## Excerpted records
※
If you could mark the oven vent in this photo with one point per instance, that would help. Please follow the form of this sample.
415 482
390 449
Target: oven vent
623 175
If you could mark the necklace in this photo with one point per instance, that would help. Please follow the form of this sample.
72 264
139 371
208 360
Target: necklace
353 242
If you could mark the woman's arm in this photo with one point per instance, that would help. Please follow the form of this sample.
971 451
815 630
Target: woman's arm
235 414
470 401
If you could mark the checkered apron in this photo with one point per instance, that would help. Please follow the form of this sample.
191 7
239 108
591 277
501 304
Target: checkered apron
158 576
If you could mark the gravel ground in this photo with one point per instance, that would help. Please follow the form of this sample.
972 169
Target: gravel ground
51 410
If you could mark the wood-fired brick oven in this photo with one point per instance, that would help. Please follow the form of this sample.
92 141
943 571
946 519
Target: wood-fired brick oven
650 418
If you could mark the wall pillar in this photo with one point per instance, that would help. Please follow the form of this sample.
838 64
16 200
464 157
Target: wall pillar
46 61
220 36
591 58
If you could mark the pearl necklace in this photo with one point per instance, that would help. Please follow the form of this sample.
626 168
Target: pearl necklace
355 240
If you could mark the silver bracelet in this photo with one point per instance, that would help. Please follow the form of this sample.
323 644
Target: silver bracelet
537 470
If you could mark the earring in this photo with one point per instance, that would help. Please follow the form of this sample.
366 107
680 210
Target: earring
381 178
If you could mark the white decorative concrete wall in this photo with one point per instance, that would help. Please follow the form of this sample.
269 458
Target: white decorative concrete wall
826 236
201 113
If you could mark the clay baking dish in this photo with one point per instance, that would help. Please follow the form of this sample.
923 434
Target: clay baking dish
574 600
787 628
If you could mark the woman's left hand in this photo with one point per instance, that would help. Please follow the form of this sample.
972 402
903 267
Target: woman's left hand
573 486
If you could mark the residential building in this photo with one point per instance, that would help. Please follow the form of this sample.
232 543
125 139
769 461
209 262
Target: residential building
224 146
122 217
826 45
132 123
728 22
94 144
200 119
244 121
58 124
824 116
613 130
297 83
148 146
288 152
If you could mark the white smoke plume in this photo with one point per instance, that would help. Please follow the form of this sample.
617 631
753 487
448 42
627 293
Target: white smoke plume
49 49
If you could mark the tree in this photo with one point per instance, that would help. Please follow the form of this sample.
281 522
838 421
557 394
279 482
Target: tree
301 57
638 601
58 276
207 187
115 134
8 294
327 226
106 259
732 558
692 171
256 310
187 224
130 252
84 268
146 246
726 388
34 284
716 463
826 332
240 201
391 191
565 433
※
## What the exercise asks
Give every entry once more, exactly as it reads.

## Exercise result
If you could mark the oven vent in this photo with one point per instance, that would help. Please follow the form of this sample.
415 482
390 449
Target: oven vent
623 175
If you could mark the necklace in this photo with one point per instance, that would help. Please follow the form of this sample.
72 264
139 371
208 360
Target: necklace
353 242
If you could mark the woman's arm in this photo with one point per instance, that would help. Please follow the form of this sample.
971 451
815 630
Target: woman's arm
235 414
470 401
If you could mark the checkered apron in this photo with one point per instance, that would help. Please follow the form of this sample.
191 7
239 108
591 277
501 304
Target: checkered apron
158 576
If you could mark the gravel ground in this photo with one point per instance, that would help. Please follow the form of this sample.
972 169
Target: gravel ground
51 410
If you could mark the wood-fired brick oven in this photo with one point per instance, that would help. Please follow the form of this sample.
92 141
943 571
946 519
Target: wood-fired brick oven
650 418
If you could mark the wall pillar in this photo with one point per instance, that would help. Please follow the form of this sample.
838 64
16 200
464 157
Target: wall pillar
46 61
220 36
591 58
If you could mark the pearl necklace in this photo with one point per instance, that would help. Please follow the form of this sample.
626 168
Target: pearl necklace
355 240
If you could mark the silver bracelet in this photo with one point per instance, that would help. Please follow the form of this sample.
323 644
Target: silver bracelet
537 470
If you could mark the earring in this photo with one point per instance, that would help. Please follow the form of this sample.
366 107
680 210
Target: earring
381 178
If you could mark the white decorative concrete wall in this photo with one point per instance, that would help. Please follow the form of this sample.
269 458
Target: white decorative concrete wall
826 236
201 113
If you could mark the clay baking dish in this photo with one point per instance, that would help. Please follow the form of this sample.
923 434
Target: clay baking dish
574 600
787 628
If you could mark the woman's left hand in this photo with one point per instance, that would help. Please follow the form of this sample.
972 402
903 267
Target: woman's left hand
573 486
If you could mark the residential building in this photo with one point per instance, that would help. Please follow the form of this sample.
232 543
125 139
769 461
209 262
Target: residential building
224 146
122 217
826 45
132 123
728 22
94 144
200 119
244 121
58 124
824 116
613 130
297 83
148 146
288 152
If you could mark the white smoke plume in this photo with one point per instance, that would help. Please follow the form of this sample.
617 631
753 487
448 42
627 293
Target: white smoke plume
49 49
If you could mark the tree in this photo with one point per instance, that would help. Please follow the form of this sample.
281 522
838 421
557 394
279 482
Target: tree
301 57
638 601
58 276
207 187
115 134
8 294
327 226
106 259
732 558
692 171
256 310
187 224
130 252
84 268
146 246
726 388
34 284
716 463
826 332
240 201
391 191
565 433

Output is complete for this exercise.